- **Activity**
Give the records again exactly. Pictures do not belong in the copy.

%%

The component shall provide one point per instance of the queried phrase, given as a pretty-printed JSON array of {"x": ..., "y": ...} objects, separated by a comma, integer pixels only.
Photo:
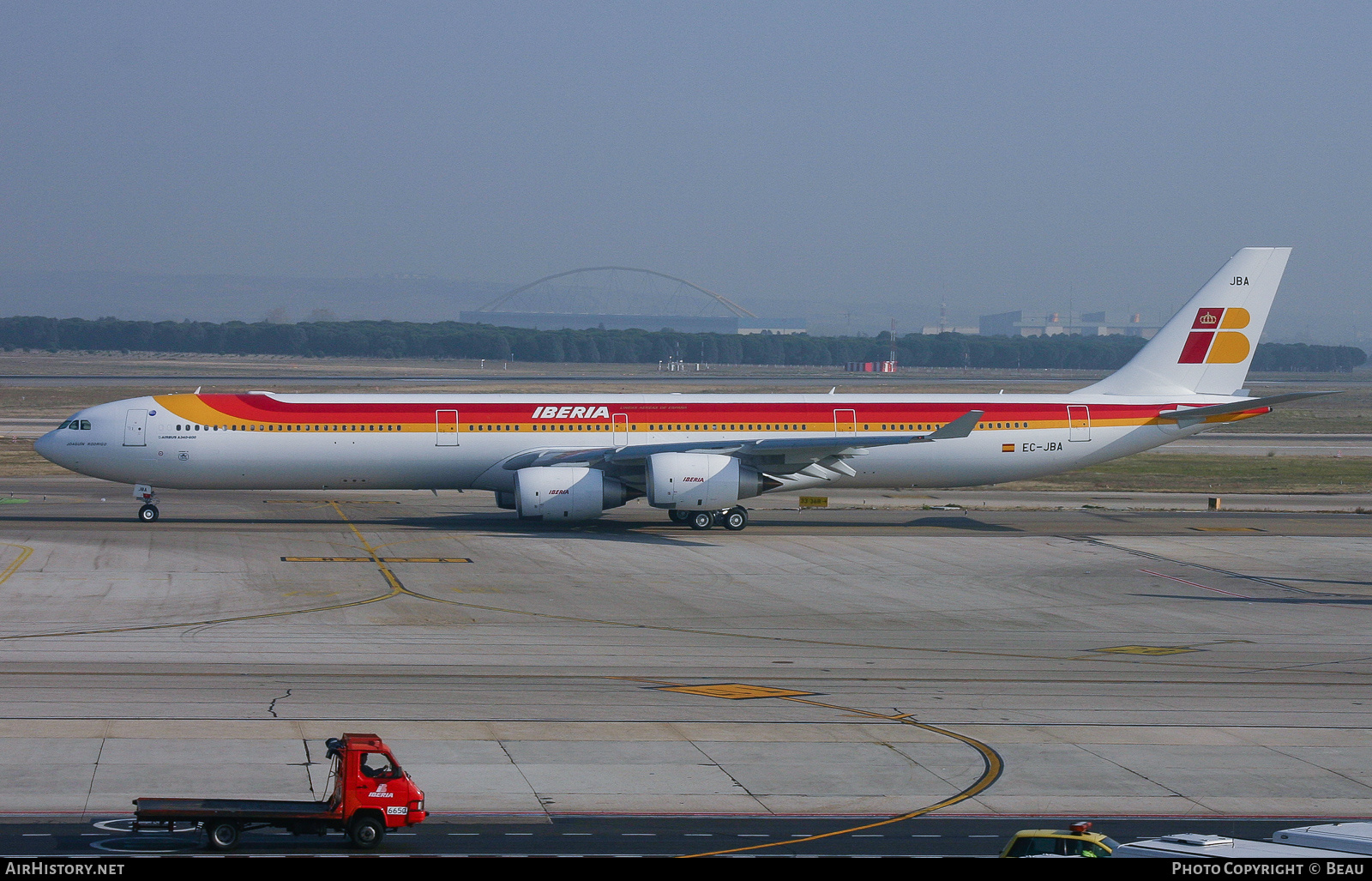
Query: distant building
[
  {"x": 933, "y": 329},
  {"x": 587, "y": 322},
  {"x": 1053, "y": 324}
]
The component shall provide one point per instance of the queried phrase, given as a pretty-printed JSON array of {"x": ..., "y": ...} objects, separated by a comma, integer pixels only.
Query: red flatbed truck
[{"x": 370, "y": 795}]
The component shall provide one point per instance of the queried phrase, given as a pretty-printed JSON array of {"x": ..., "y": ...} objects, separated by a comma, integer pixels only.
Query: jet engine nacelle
[
  {"x": 701, "y": 480},
  {"x": 566, "y": 493}
]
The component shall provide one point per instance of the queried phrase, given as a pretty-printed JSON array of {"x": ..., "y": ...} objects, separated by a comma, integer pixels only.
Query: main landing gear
[{"x": 733, "y": 519}]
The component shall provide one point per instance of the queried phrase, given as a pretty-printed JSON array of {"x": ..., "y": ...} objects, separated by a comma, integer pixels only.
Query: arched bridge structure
[{"x": 727, "y": 304}]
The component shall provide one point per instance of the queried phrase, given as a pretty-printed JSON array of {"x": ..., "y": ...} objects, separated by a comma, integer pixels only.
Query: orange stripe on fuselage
[{"x": 710, "y": 416}]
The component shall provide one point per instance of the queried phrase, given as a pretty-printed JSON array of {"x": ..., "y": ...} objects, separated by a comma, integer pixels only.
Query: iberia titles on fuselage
[{"x": 571, "y": 457}]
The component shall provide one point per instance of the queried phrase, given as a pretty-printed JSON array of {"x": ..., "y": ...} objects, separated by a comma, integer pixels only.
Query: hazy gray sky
[{"x": 813, "y": 158}]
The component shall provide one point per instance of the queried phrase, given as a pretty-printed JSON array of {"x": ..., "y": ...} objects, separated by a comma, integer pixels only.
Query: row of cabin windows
[
  {"x": 729, "y": 427},
  {"x": 86, "y": 425},
  {"x": 199, "y": 427},
  {"x": 935, "y": 425}
]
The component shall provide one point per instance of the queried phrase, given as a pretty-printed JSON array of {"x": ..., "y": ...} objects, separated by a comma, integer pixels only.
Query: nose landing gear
[
  {"x": 143, "y": 493},
  {"x": 733, "y": 519}
]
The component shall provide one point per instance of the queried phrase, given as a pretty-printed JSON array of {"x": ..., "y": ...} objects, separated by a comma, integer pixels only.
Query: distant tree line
[{"x": 450, "y": 339}]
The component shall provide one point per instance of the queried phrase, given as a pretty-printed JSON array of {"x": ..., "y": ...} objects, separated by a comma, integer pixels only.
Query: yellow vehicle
[{"x": 1077, "y": 840}]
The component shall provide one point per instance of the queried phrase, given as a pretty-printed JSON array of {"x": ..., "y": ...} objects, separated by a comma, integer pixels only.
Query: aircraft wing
[
  {"x": 766, "y": 453},
  {"x": 1238, "y": 407}
]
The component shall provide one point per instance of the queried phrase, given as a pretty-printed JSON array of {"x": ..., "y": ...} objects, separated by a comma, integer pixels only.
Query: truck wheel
[
  {"x": 223, "y": 836},
  {"x": 365, "y": 832},
  {"x": 736, "y": 519},
  {"x": 703, "y": 519}
]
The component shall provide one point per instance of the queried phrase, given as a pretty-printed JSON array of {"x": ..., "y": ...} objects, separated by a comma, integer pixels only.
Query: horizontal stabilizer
[{"x": 1238, "y": 407}]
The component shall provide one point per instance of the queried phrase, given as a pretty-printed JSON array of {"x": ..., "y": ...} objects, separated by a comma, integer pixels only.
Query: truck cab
[
  {"x": 1077, "y": 840},
  {"x": 370, "y": 781}
]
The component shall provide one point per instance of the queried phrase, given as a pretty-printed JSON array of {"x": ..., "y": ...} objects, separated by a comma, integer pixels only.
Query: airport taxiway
[{"x": 822, "y": 663}]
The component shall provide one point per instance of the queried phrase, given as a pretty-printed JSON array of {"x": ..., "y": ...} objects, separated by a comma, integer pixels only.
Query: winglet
[{"x": 960, "y": 427}]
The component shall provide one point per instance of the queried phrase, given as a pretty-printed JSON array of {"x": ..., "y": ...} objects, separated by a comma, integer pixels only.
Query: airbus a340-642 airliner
[{"x": 571, "y": 457}]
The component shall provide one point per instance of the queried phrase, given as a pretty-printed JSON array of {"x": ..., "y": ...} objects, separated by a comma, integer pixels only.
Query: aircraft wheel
[{"x": 221, "y": 835}]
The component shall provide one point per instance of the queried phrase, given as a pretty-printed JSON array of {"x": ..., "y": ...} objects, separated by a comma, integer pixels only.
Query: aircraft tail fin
[{"x": 1207, "y": 346}]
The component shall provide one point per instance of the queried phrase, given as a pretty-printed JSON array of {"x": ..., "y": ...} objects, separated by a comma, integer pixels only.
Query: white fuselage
[{"x": 276, "y": 442}]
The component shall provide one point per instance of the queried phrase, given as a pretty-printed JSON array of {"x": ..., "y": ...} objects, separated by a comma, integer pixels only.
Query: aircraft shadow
[
  {"x": 964, "y": 523},
  {"x": 1319, "y": 600}
]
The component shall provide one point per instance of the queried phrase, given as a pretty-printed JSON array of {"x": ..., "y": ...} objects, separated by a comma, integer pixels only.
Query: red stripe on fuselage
[{"x": 262, "y": 407}]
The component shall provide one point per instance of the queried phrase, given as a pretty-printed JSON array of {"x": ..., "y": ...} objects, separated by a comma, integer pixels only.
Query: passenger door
[
  {"x": 1079, "y": 423},
  {"x": 445, "y": 428},
  {"x": 136, "y": 428}
]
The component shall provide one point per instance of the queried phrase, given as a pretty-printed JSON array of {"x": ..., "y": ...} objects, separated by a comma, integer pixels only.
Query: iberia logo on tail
[{"x": 1214, "y": 336}]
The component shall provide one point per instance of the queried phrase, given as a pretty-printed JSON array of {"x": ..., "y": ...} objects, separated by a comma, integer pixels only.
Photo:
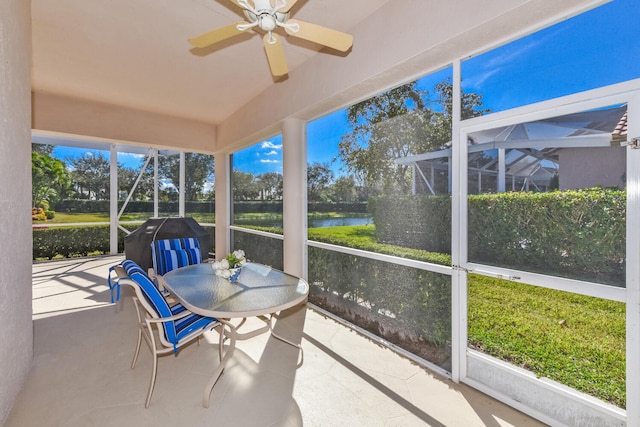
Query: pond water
[
  {"x": 335, "y": 222},
  {"x": 313, "y": 223}
]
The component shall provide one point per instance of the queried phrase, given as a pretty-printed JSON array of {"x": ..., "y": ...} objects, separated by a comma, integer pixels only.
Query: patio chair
[
  {"x": 120, "y": 270},
  {"x": 175, "y": 325},
  {"x": 169, "y": 254}
]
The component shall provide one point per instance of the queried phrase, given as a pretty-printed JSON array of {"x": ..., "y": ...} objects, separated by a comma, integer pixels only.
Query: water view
[{"x": 276, "y": 222}]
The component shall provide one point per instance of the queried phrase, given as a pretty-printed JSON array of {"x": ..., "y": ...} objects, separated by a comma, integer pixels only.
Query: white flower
[
  {"x": 226, "y": 273},
  {"x": 239, "y": 254}
]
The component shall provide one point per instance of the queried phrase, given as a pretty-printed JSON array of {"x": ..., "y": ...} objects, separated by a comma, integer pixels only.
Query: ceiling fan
[{"x": 262, "y": 15}]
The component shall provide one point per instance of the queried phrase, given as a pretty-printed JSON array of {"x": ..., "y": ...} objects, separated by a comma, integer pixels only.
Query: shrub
[
  {"x": 38, "y": 214},
  {"x": 578, "y": 233}
]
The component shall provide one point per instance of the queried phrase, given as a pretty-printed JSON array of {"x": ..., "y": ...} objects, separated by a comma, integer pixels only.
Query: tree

%%

- **Task output**
The component shall provide one point per instance of the queried phrase, given as a pretty-printed JSON array of {"x": ..., "y": ...} objects, separated by a comma, integer pixels only.
Photo:
Query: distant building
[
  {"x": 933, "y": 329},
  {"x": 587, "y": 322},
  {"x": 1053, "y": 324}
]
The component shall provide one point per instance of the queried phrase, given as a pretty-printed JSON array of {"x": ..., "y": ...} objects, separated by a comma, integer pixels only.
Query: red flatbed truck
[{"x": 370, "y": 795}]
The component shall provide one point per instance of the queried phrase, given as a pretty-printed JSON array of {"x": ..., "y": ...} objects, separated by a comma, integer pixels only.
Query: jet engine nacelle
[
  {"x": 701, "y": 480},
  {"x": 566, "y": 493}
]
The component shall provide one point per instance of the queried phrase, given as a pretty-printed JSON array of {"x": ..., "y": ...} objects, separated by a comma, integer pixels only.
Query: main landing gear
[{"x": 733, "y": 519}]
The component shall provide one point per instance of the queried phrase, given as a pretty-printed JSON array of {"x": ..., "y": ...} objects, separated by a comma, integer pixels only.
Query: arched bridge structure
[{"x": 727, "y": 304}]
The component shall provide one point per instance of the queried phrase, given as a pretty-printed JSON array of {"x": ..., "y": ...} objects, separated by a comma, integer pixels only.
Query: orange stripe on fuselage
[{"x": 710, "y": 416}]
The component shall provide one point per instance of the queried phrase, given as a pretty-printed JSON array of {"x": ..., "y": ...} objects, separated by a comma, integer pixels only.
Query: iberia titles on fuselage
[{"x": 571, "y": 457}]
The component shall provide one point per instance of the queried phrase, given as a pretty-printed JSON array of {"x": ..., "y": ...} objects, separated by a comma, integer pixels only.
Query: hazy gray sky
[{"x": 813, "y": 158}]
The component shall provide one point per instance of the queried phrase, given as a pretty-printed JSON array of {"x": ..., "y": ...} objects, separated by a comma, integer pixels only.
Query: row of cabin windows
[
  {"x": 729, "y": 427},
  {"x": 86, "y": 425},
  {"x": 199, "y": 427},
  {"x": 935, "y": 425}
]
The component shall provide one point per instance of the queried phrase, given as a pretty-printed JSON array of {"x": ..., "y": ...} objects, separated by a comma, integer pixels only.
Query: nose landing gear
[
  {"x": 143, "y": 493},
  {"x": 733, "y": 519}
]
The component shall provide one point per instance of the queried phrase, given as a pretty-printed JSON array of {"x": ..., "y": ...} objects, separated by a comma, integer pixels only.
Query: distant tree line
[{"x": 450, "y": 339}]
The component shall provide one point per instance of the queried phrase, given as a pretty-printed JSON array of {"x": ..., "y": ...} objects, separated by a comma, integer pixels only.
Query: yellow vehicle
[{"x": 1077, "y": 840}]
The component shall provide one point per instance of the queried phrase, given as a pretty-printed JSON array of {"x": ..., "y": ...} objects, separated by a comma, integer pixels only.
Query: aircraft wing
[
  {"x": 766, "y": 453},
  {"x": 1238, "y": 407}
]
The component shall provide one point per instance of the queried phrase, given as a pretty-printed JSON array of {"x": ..., "y": ...} objects, separated by a comma, integer pixels only.
Query: truck wheel
[
  {"x": 223, "y": 836},
  {"x": 365, "y": 832},
  {"x": 736, "y": 519},
  {"x": 703, "y": 519}
]
The component shall provide one point per instance of the queried phrase, given as a pretty-printed JSON array of {"x": ..., "y": ...} objects, separated by a comma, integer pixels only.
Query: horizontal stabilizer
[{"x": 1238, "y": 407}]
The component shall provide one point per instance of the queried phrase, given as a pretty-printed JSON array of {"x": ..., "y": ...} objects, separated by a comma, integer pixels only.
Query: truck cab
[
  {"x": 1077, "y": 840},
  {"x": 370, "y": 781}
]
The component shall provide one point per instance of the queried phrase, given as a pretty-printed JSON array of {"x": ..., "y": ...} objects, separated by a comma, integer pixels only.
Query: airport taxiway
[{"x": 822, "y": 663}]
The component shall provide one point per instance of the queried phrase, given as a pretty-printed JSON array of {"x": ..., "y": ...} objects, separated by a comma, integer pixels only.
Query: winglet
[{"x": 960, "y": 427}]
The component shall provide one point per instance of the queried phrase, given as a pretty-printed JSON array of {"x": ..., "y": ...} objects, separated by a comma, integer pixels only.
Query: airbus a340-642 airliner
[{"x": 571, "y": 457}]
The component shall provide one point per instance of the queried phrase, given as a pretty-printed JSON array of {"x": ..., "y": ...} objects, separated by a comma, integer pixels only.
Query: aircraft wheel
[{"x": 221, "y": 835}]
The component shall provide one point per instance of the queried phrase, given as a pretty-printed JSON array of {"x": ..., "y": ...} objects, separated by a comma, integer pixels only.
Query: aircraft tail fin
[{"x": 1207, "y": 346}]
The component shall provide one point per instance of the queried phrase, given as a pretty-printed JSON array of {"x": ..., "y": ...} objects, separated by a comma, integer pixels only.
Query: white fuselage
[{"x": 276, "y": 442}]
The component shall provide one point per instance of the queried phrase, given as a pretty-printed JSON array of {"x": ..., "y": ...} objects, separated by a comma, integer pixels only.
Query: aircraft shadow
[
  {"x": 964, "y": 523},
  {"x": 1319, "y": 600}
]
The component shall provide one point per instance of the queried phrase, given as a pretty-printed JSON array of {"x": ..., "y": ...} objects, separated by a comma, integer pixels only.
Query: red stripe on fuselage
[{"x": 262, "y": 407}]
The component shall provide one point per instance of the queried phrase, given as a pretty-printed JSON array of {"x": ..., "y": ...} objects, separated by a comma, integer pixels only.
Query: passenger door
[
  {"x": 1079, "y": 423},
  {"x": 445, "y": 428},
  {"x": 136, "y": 428}
]
The component shall provide one point per instance of the queried phrase, given as a pretty-printed JSON array of {"x": ..., "y": ...} objects, separated by a comma, integer pixels only.
Query: iberia logo on tail
[{"x": 1214, "y": 336}]
The component shall provide one point per instance of the queried phrase, given as a pretty-printed JSON array of {"x": ..., "y": ...} objects, separated by a comma, integer pixels only.
Photo:
Query: pond water
[
  {"x": 335, "y": 222},
  {"x": 313, "y": 223}
]
The component shall provide one point per instance of the queried phrase, given as a pretty-printed JSON array of {"x": ..., "y": ...} objects, separated by a comma, integer pixels only.
Query: patio chair
[
  {"x": 120, "y": 270},
  {"x": 175, "y": 325},
  {"x": 169, "y": 254}
]
The component shall provide one point per instance of the queried phrase, given as a pretty-printed JSON array of {"x": ..., "y": ...} objects, separated by a comma, integer pixels only.
Query: water view
[{"x": 276, "y": 222}]
The component shall provide one point per instance of the queried phrase, given as a pretty-printed JSON array of {"x": ..., "y": ...} objects, separated by a comma, integer pixels only.
Query: white flower
[
  {"x": 226, "y": 273},
  {"x": 239, "y": 254}
]
The component shall provide one point per instance of the queried phrase, given as a pretty-printed JSON array of {"x": ..., "y": ...} objects, separated by a comma, integer pixels only.
Query: ceiling fan
[{"x": 262, "y": 15}]
The component shall provide one point per instance of the queried phrase, given as a pretty-printed JSON array of {"x": ..., "y": ...} objects, separated by a comma, integer pixels only.
Query: shrub
[
  {"x": 38, "y": 214},
  {"x": 578, "y": 233}
]
The component shall provide one point per instance of the queried phrase, given as a pretty-printed JSON array of {"x": ..., "y": ...} objects, separated by a comma, integer pixels only.
Query: tree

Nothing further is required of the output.